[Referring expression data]

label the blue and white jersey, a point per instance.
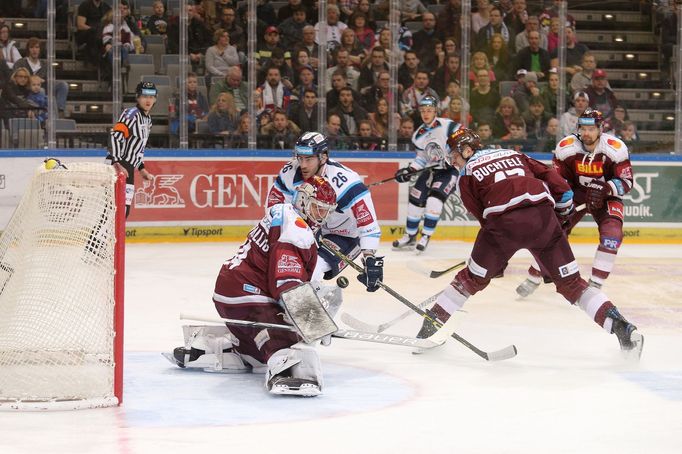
(437, 132)
(354, 216)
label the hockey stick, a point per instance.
(359, 324)
(416, 172)
(505, 353)
(390, 339)
(435, 274)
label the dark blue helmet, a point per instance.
(146, 88)
(311, 144)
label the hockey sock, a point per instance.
(434, 207)
(603, 263)
(534, 273)
(414, 216)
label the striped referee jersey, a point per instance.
(129, 137)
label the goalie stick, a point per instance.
(437, 274)
(362, 336)
(505, 353)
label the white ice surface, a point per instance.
(567, 391)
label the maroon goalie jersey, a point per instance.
(278, 254)
(494, 181)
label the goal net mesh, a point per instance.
(57, 290)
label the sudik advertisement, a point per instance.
(234, 191)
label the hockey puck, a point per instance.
(342, 282)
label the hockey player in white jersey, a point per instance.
(278, 257)
(352, 227)
(433, 186)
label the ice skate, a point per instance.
(423, 242)
(526, 288)
(630, 340)
(407, 242)
(293, 386)
(427, 330)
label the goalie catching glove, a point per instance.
(597, 191)
(374, 273)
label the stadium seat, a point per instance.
(201, 86)
(202, 127)
(64, 125)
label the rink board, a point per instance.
(217, 195)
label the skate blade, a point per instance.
(171, 359)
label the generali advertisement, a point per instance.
(233, 191)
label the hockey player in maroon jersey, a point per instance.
(597, 167)
(279, 254)
(519, 203)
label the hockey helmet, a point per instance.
(458, 139)
(146, 89)
(591, 117)
(315, 200)
(311, 144)
(428, 101)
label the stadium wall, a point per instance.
(217, 195)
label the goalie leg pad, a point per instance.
(331, 298)
(294, 371)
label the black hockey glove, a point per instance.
(597, 191)
(374, 273)
(403, 175)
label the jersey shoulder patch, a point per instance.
(294, 229)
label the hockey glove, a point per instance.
(565, 208)
(374, 273)
(403, 175)
(597, 191)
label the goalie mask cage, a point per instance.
(61, 292)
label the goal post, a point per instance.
(61, 291)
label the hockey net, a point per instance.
(61, 291)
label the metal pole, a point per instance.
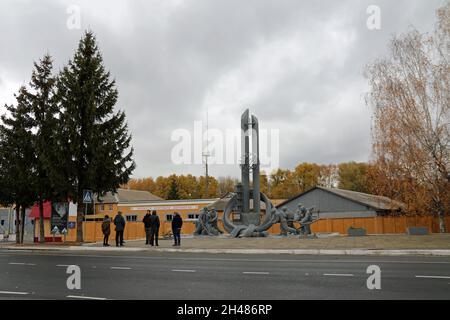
(84, 222)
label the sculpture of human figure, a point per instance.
(202, 218)
(306, 221)
(214, 217)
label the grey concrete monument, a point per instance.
(240, 218)
(207, 223)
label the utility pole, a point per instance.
(206, 155)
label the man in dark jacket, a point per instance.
(154, 228)
(119, 222)
(147, 227)
(177, 223)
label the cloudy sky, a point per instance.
(296, 64)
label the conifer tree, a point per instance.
(94, 138)
(44, 112)
(17, 159)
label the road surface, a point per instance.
(32, 275)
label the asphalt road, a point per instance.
(30, 275)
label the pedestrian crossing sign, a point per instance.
(87, 196)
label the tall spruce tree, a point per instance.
(17, 159)
(95, 141)
(44, 110)
(173, 191)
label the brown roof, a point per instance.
(373, 201)
(220, 204)
(126, 195)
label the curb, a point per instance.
(345, 252)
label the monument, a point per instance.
(242, 215)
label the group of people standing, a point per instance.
(151, 225)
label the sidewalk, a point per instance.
(435, 244)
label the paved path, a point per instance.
(29, 275)
(377, 242)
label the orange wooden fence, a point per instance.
(373, 225)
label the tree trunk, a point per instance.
(22, 223)
(441, 222)
(17, 223)
(41, 221)
(80, 218)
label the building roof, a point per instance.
(375, 202)
(127, 195)
(221, 203)
(47, 210)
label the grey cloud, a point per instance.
(168, 60)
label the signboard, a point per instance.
(71, 225)
(88, 196)
(60, 215)
(192, 207)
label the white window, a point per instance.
(131, 218)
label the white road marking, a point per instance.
(14, 292)
(85, 297)
(433, 277)
(254, 272)
(250, 260)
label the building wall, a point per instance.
(8, 223)
(331, 206)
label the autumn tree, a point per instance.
(410, 98)
(353, 176)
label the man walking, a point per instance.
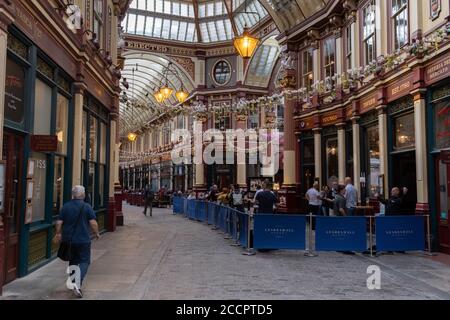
(73, 226)
(149, 195)
(351, 196)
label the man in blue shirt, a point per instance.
(351, 196)
(73, 223)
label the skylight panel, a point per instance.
(166, 29)
(202, 10)
(212, 31)
(142, 5)
(182, 31)
(157, 28)
(191, 32)
(140, 24)
(167, 7)
(174, 30)
(159, 6)
(131, 27)
(184, 9)
(149, 26)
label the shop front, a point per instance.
(439, 161)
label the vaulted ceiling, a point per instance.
(198, 22)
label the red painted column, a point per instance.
(2, 254)
(288, 194)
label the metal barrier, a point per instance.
(392, 233)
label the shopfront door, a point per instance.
(13, 158)
(443, 201)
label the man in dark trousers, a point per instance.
(149, 195)
(395, 205)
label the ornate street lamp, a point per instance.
(246, 44)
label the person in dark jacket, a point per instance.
(395, 204)
(149, 196)
(74, 221)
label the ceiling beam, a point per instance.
(197, 24)
(230, 13)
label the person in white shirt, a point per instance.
(314, 199)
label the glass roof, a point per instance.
(183, 20)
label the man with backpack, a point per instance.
(149, 195)
(237, 200)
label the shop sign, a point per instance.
(330, 118)
(368, 103)
(445, 156)
(38, 34)
(435, 9)
(44, 143)
(305, 124)
(400, 88)
(14, 91)
(438, 70)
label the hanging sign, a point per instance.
(44, 143)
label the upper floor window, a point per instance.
(329, 49)
(307, 69)
(400, 23)
(98, 20)
(369, 25)
(348, 46)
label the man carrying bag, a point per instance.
(75, 241)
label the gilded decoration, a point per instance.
(187, 64)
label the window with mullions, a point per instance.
(307, 69)
(400, 23)
(329, 48)
(98, 20)
(369, 36)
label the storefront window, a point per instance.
(373, 143)
(14, 91)
(58, 185)
(61, 123)
(39, 180)
(93, 139)
(102, 143)
(404, 132)
(332, 159)
(442, 123)
(42, 108)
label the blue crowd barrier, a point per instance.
(341, 234)
(279, 232)
(178, 205)
(191, 209)
(400, 233)
(243, 229)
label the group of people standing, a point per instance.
(342, 200)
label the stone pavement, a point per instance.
(169, 257)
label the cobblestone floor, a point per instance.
(169, 257)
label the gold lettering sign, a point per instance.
(329, 119)
(438, 71)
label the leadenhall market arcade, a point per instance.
(245, 93)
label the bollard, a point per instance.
(370, 236)
(227, 225)
(249, 251)
(429, 253)
(236, 227)
(309, 251)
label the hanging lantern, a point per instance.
(246, 44)
(132, 136)
(166, 91)
(159, 96)
(182, 95)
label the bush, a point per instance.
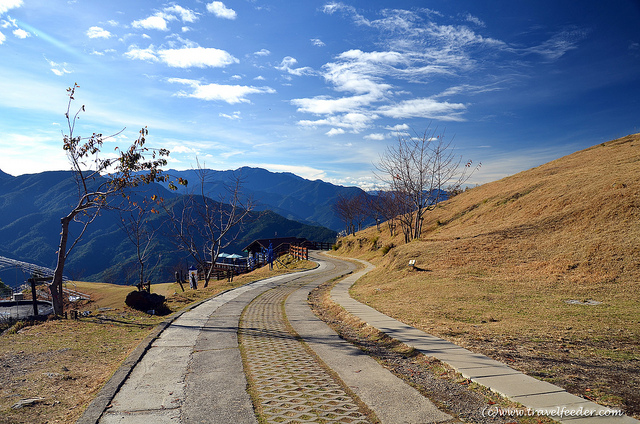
(147, 302)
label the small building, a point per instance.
(280, 246)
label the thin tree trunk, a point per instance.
(56, 284)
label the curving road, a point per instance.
(261, 338)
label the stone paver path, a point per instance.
(290, 383)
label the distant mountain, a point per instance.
(289, 195)
(31, 207)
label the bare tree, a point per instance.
(385, 205)
(202, 226)
(352, 211)
(419, 170)
(99, 180)
(134, 221)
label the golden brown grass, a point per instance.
(66, 362)
(498, 263)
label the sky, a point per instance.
(319, 88)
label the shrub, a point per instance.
(147, 302)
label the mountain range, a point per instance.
(293, 197)
(31, 206)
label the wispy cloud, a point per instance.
(288, 65)
(558, 44)
(6, 5)
(20, 33)
(98, 32)
(220, 10)
(231, 94)
(157, 21)
(57, 68)
(424, 108)
(185, 57)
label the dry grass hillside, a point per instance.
(540, 270)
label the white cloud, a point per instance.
(307, 172)
(57, 68)
(147, 54)
(353, 121)
(397, 127)
(234, 116)
(186, 57)
(186, 15)
(375, 136)
(474, 20)
(5, 5)
(324, 105)
(20, 33)
(335, 131)
(157, 21)
(231, 94)
(424, 108)
(220, 10)
(558, 45)
(97, 32)
(288, 64)
(199, 57)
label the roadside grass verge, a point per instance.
(64, 363)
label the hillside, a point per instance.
(539, 270)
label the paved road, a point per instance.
(299, 369)
(296, 367)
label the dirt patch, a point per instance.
(574, 366)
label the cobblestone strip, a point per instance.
(289, 383)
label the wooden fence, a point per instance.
(299, 252)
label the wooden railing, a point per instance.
(299, 252)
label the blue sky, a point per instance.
(319, 88)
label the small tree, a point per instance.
(135, 224)
(202, 226)
(99, 180)
(419, 170)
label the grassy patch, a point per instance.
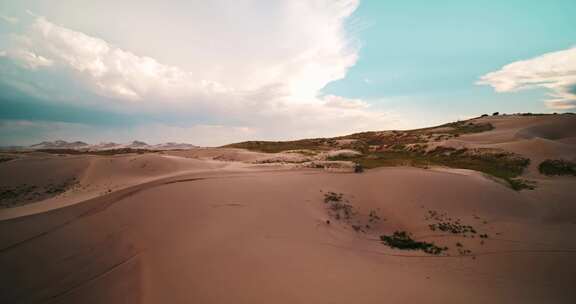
(557, 167)
(365, 140)
(504, 165)
(280, 146)
(402, 240)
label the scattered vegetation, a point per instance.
(521, 184)
(402, 240)
(504, 165)
(557, 167)
(280, 146)
(365, 141)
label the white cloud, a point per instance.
(266, 88)
(554, 71)
(320, 54)
(9, 19)
(344, 103)
(28, 59)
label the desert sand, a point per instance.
(222, 225)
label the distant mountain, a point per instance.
(79, 145)
(60, 144)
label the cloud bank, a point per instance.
(554, 71)
(276, 96)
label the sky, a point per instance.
(216, 72)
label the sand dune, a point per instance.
(210, 226)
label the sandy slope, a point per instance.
(185, 228)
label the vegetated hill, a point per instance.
(424, 147)
(369, 141)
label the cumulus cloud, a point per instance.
(344, 103)
(264, 90)
(9, 19)
(554, 71)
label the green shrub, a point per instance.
(557, 167)
(402, 240)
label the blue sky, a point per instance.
(211, 73)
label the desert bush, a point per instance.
(557, 167)
(402, 240)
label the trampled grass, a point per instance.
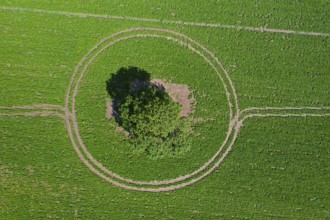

_Exercise aim_: The copy must start at the line containing "label the green shrub, a point per instance." and end at the last line of the data, matching each line exactly. It must hold no pictures.

_Problem solution_:
label the green shrub, a point per instance.
(557, 167)
(402, 240)
label the blue sky, a point per instance.
(211, 73)
label the desert bush, a point per instance.
(557, 167)
(402, 240)
label the trampled grass, a point per instance.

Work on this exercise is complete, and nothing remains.